Entries shown:
◆ ◆ ◆ ◆
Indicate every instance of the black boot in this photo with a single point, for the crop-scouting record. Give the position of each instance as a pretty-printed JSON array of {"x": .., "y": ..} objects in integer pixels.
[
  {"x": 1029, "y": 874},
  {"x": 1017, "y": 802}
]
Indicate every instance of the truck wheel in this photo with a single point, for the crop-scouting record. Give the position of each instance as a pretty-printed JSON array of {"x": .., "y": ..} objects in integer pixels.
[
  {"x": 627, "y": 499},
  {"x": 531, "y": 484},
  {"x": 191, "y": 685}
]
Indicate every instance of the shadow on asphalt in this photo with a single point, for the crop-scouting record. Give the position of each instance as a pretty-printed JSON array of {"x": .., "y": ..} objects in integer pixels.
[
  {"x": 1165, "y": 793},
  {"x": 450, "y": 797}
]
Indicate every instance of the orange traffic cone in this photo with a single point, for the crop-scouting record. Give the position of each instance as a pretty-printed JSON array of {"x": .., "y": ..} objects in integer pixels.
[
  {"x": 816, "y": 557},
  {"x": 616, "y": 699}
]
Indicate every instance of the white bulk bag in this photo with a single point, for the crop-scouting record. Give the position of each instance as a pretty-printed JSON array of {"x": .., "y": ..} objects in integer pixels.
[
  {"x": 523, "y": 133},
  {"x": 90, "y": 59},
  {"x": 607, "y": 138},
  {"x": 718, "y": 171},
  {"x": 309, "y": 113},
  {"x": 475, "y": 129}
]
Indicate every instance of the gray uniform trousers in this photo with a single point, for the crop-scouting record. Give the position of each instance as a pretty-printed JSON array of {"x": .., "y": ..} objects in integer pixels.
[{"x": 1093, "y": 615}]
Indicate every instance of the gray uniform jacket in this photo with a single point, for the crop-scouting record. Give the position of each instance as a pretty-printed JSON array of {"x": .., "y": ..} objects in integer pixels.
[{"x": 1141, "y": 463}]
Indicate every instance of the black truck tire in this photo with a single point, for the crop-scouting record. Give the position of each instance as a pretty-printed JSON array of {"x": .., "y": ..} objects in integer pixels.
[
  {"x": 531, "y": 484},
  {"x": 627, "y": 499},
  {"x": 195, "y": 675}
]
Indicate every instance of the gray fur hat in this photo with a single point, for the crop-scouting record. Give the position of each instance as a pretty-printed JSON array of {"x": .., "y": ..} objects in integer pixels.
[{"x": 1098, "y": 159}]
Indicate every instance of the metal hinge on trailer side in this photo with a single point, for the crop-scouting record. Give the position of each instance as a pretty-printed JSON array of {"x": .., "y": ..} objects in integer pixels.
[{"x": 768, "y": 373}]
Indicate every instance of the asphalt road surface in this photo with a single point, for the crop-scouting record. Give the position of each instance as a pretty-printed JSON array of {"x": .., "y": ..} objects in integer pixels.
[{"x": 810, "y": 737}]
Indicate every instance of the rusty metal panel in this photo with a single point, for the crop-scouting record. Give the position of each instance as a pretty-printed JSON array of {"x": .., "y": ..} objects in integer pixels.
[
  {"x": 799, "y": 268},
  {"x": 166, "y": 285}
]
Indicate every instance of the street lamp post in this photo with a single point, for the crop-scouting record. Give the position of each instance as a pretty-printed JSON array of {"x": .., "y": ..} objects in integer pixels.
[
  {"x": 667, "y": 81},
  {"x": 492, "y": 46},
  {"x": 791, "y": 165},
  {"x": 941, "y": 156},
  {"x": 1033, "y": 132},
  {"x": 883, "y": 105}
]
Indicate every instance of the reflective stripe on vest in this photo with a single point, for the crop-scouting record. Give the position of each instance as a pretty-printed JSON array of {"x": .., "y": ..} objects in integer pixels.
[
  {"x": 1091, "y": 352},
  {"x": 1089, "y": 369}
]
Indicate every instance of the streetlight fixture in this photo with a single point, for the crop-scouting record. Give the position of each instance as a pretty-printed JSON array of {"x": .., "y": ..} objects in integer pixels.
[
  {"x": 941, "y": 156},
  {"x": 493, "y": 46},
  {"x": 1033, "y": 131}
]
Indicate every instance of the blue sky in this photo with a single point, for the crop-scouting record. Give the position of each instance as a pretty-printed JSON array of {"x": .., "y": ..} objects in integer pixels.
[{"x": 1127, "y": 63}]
◆ ◆ ◆ ◆
What is required: Rewrite all the rows above, swapping "crop-scouting record" for "site-survey log" and leaving everything else the same.

Final result:
Indicate every instance of the black boot in this photo with a single point, for the site-survey log. Give the position of each instance as a pretty-printed JSON array of {"x": .., "y": ..} objects in integer pixels.
[
  {"x": 1029, "y": 874},
  {"x": 1017, "y": 802}
]
Indicate every instance of the truck wheel in this photo with a single point, for the site-survey log. Give the position of each instance as a pretty-printed JSON array of {"x": .., "y": ..} objects in integer pixels.
[
  {"x": 627, "y": 499},
  {"x": 531, "y": 484},
  {"x": 191, "y": 685}
]
Indicate every instance of the shadow on asphalt in this photo with a single point, for the site-survey log. Give the position of each instance as a pretty-printed JSON array of {"x": .., "y": ..} objects in integer pixels.
[
  {"x": 1165, "y": 793},
  {"x": 450, "y": 797}
]
Indicate every instance of the orange traffic cone in this photo with a single point, for the site-survey log. Give the position of each instance as a pretty-printed JSON array of {"x": .., "y": ..} objects in integer pixels.
[
  {"x": 816, "y": 557},
  {"x": 616, "y": 699}
]
Indicate every instance of the white bulk bag in this photo with a single point, for the site-survey log. Give the position of each instance as a pretty-printed JSON array of {"x": .., "y": ..} objects in integer pixels.
[
  {"x": 523, "y": 133},
  {"x": 90, "y": 59},
  {"x": 607, "y": 138},
  {"x": 718, "y": 171},
  {"x": 309, "y": 113},
  {"x": 475, "y": 129}
]
Indicate every instance of the gray uniform trousers in this photo with a single point, for the site-survey log. Give the position of each instance as a pretty-printed JSON array of {"x": .., "y": ..} objects in integer pixels.
[{"x": 1093, "y": 615}]
Indicate every instance of the gray uniform jacket in this photo with a single point, for the site-survey log. Give the position of each instance as a pretty-printed JSON array of {"x": .., "y": ..} objects in integer pixels.
[{"x": 1141, "y": 463}]
Indicate every instance of the black truck tire in this photo with a single point, for the site-survey log. Give the position of each instance as a pretty-printed JSON array of {"x": .., "y": ..} objects in integer pixels.
[
  {"x": 531, "y": 484},
  {"x": 627, "y": 499},
  {"x": 195, "y": 675}
]
Indicate every instance of the gray fur hat in this photo with a single point, for the site-survey log. Give the position of each instance as a pretty-printed JSON array of {"x": .., "y": ..} objects in integer pixels.
[{"x": 1098, "y": 159}]
Indicate every instance of the metal hinge on trailer side in this photo with a single point, for the site-survey log. Give the position of each instance as a pretty-printed JSON array of {"x": .., "y": ..} objects in integer pixels.
[{"x": 768, "y": 373}]
Indicate every instance of the asphalt road surface in this photo with a single point, for the site-survey log. Give the position of each instance as a pretty-printed JSON array of {"x": .., "y": ..} objects in integer pixels.
[{"x": 810, "y": 737}]
Indicate every instance of the rusty metal panel in this photo with a single point, for the site-survey log. Give the position of each instance as a pretty-printed JSON array of {"x": .., "y": ..} objects in integer pixels.
[
  {"x": 799, "y": 268},
  {"x": 166, "y": 285}
]
Indicate every instance of the street lamp post in this photo with a single point, for the site-survey log. Give the position of each instance as a pretty-printed JSON array of {"x": .., "y": ..} objects in integer pixels.
[
  {"x": 667, "y": 81},
  {"x": 492, "y": 46},
  {"x": 791, "y": 165},
  {"x": 941, "y": 156},
  {"x": 1033, "y": 132},
  {"x": 883, "y": 105}
]
Indicate every instance of the reflective stripe on vest in this photo with a single point, for the site-survey log. Give the position of each instance as a pretty-printed JSON array of {"x": .., "y": ..} objects in integer pixels.
[
  {"x": 1091, "y": 352},
  {"x": 1089, "y": 369}
]
Indicate every instance of the streetlight fixture in this photo with a single point, for the site-survey log. Give the position of each instance as a pretty-printed JSON array of {"x": .., "y": ..} objects in integer pixels.
[
  {"x": 941, "y": 156},
  {"x": 493, "y": 46},
  {"x": 1033, "y": 131}
]
Indicate every instance of the blue sky in this photo with a single point, for the site-survey log. Give the position of each instance as a pretty-printed JSON array of {"x": .., "y": ..} objects in integer pixels.
[{"x": 1127, "y": 63}]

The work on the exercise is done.